• Passage:
§
We’re always trying to drive up the efficiency of it. We have these cool dynamic pools of chips, which, at any one time, can switch to things within a few seconds. This is something that Google infrastructure does very well, having to serve billions of users every day. And [there are] some amazing engineers who work on this kind of routing problem and scheduling problem. Then, of course, the other thing we compute for is not just the training and serving of the large models, but also working on the next innovations. You don’t have to do that full-model scale, but it turns out you need to do it at some reasonable scale because the extrapolation doesn’t really hold beyond 234x of scaling. Something that works on a tiny model won’t necessarily scale to 100x that size. So, you need a reasonable amount of compute to try out all of your algorithmic ideas.

It sounds like this race is heavily dependent on compute. Amazon has Annapurna, they seem to be doing well. How much do you look at your competitors in this race?

You have to plan for hardware quite a few years out. So we have our own plans. We have our own design lines. Another advantage for us is we’re full stack. We’re probably the only company that goes from the bare metal to the chips to the data centers. And we also have the algorithms and the products. So there’s a feedback loop between knowing where the algorithms are going, and then what chips would you design? Compute is a key ingredient, so is data, so are talented researchers who come up with the algorithmic ideas. They’re all equally important. And of course, you need to track what everyone else is doing as well, and make sure you’re sizing that correctly, taking into account budgets, and forecasts as well as competitors and what they’re doing.

If you do the math, three years into the future, did you make a change in the chip architecture based on this new market dynamic?
§
• Data under study:

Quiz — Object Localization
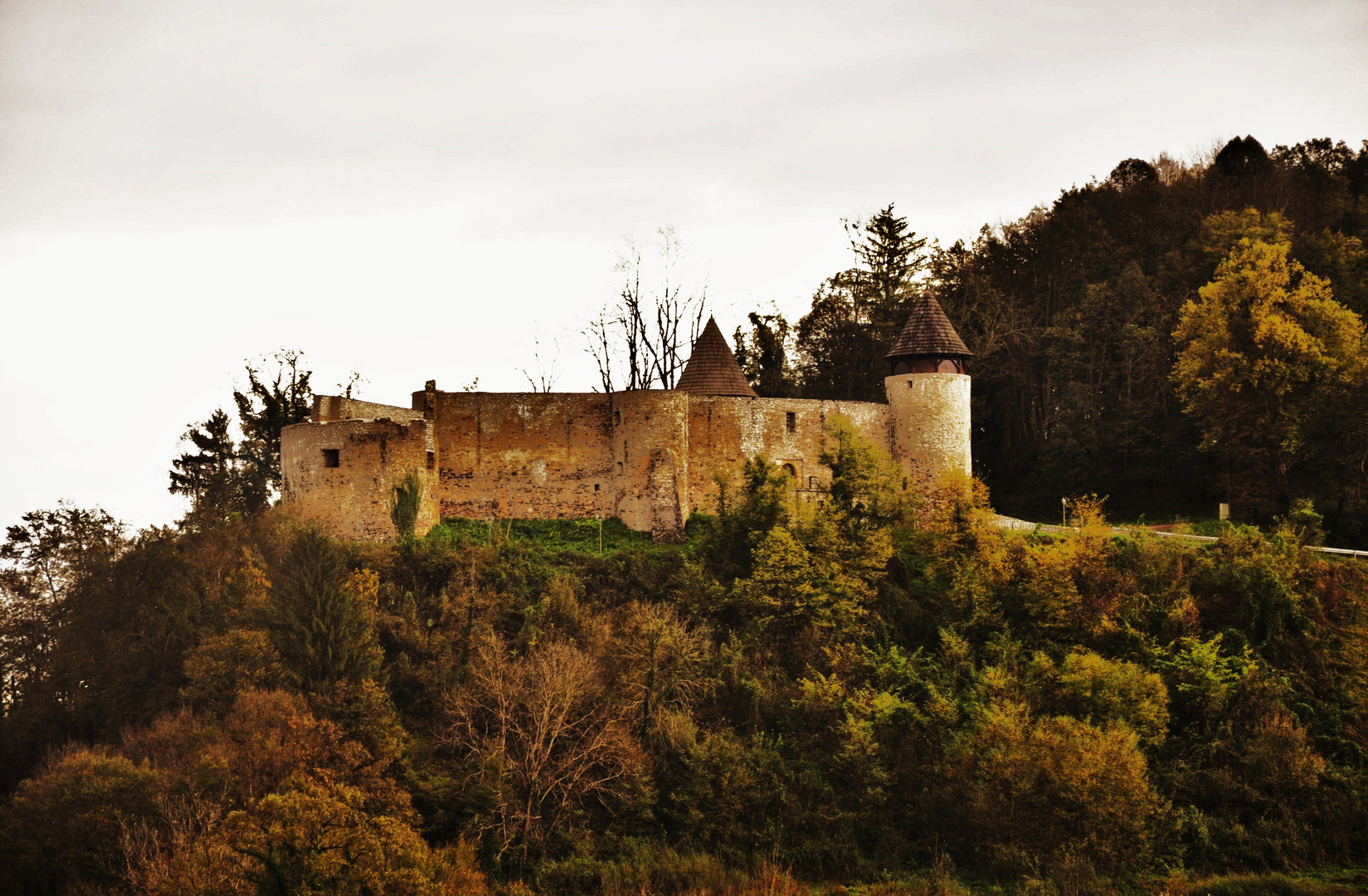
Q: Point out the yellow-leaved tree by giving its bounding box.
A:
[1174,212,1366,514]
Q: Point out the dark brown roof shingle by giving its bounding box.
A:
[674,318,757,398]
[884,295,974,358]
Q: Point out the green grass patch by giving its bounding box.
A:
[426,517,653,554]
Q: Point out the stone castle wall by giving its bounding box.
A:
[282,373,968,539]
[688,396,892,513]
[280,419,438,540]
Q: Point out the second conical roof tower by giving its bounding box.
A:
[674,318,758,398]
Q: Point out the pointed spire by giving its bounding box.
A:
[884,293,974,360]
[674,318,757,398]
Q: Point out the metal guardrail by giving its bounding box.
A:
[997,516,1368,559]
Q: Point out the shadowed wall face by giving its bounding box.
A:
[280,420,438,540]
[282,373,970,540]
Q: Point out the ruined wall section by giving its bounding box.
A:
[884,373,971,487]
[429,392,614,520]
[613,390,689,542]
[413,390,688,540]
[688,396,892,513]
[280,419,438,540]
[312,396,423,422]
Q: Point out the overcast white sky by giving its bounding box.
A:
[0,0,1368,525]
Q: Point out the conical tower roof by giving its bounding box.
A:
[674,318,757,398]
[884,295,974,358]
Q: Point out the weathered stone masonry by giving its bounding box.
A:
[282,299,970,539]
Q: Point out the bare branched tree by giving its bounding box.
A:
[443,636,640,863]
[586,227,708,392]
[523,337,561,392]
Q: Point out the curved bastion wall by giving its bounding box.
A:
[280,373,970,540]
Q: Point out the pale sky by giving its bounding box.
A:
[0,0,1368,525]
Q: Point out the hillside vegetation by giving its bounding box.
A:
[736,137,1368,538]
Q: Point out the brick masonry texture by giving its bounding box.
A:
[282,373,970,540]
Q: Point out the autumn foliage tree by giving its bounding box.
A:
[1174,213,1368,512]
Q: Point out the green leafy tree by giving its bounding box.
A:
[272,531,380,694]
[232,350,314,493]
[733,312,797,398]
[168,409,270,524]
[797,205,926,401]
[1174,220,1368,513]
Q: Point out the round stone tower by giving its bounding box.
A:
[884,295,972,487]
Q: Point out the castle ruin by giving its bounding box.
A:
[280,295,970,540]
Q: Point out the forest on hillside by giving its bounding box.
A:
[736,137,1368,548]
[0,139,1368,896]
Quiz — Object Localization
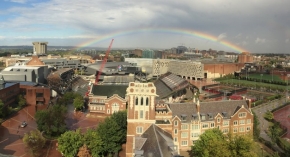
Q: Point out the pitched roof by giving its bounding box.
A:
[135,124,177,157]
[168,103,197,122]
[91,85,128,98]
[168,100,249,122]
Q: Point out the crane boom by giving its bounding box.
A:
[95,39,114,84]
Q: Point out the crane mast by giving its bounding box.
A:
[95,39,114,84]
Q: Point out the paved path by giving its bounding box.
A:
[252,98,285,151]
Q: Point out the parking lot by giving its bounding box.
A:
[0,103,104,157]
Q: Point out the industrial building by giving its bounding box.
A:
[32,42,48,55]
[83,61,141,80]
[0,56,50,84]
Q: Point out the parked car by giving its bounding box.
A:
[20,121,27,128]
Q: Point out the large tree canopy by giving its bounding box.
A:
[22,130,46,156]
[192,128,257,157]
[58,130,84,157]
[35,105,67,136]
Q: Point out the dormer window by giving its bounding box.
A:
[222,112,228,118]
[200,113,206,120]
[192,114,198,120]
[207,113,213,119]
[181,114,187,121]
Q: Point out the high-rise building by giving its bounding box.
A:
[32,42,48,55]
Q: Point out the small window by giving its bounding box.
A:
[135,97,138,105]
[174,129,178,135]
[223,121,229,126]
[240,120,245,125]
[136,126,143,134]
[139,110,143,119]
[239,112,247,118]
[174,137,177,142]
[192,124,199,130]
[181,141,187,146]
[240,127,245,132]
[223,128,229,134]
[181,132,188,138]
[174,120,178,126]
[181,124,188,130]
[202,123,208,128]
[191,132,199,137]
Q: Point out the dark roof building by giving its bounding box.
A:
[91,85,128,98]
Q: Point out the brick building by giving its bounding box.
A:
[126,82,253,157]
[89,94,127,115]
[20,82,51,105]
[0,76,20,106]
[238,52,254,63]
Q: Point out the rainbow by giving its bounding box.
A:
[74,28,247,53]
§
Please copy, word for word, the stretch of the passage on computing power above from "We’re always trying" through "your algorithmic ideas.".

We’re always trying to drive up the efficiency of it. We have these cool dynamic pools of chips, which, at any one time, can switch to things within a few seconds. This is something that Google infrastructure does very well, having to serve billions of users every day. And [there are] some amazing engineers who work on this kind of routing problem and scheduling problem. Then, of course, the other thing we compute for is not just the training and serving of the large models, but also working on the next innovations. You don’t have to do that full-model scale, but it turns out you need to do it at some reasonable scale because the extrapolation doesn’t really hold beyond 234x of scaling. Something that works on a tiny model won’t necessarily scale to 100x that size. So, you need a reasonable amount of compute to try out all of your algorithmic ideas.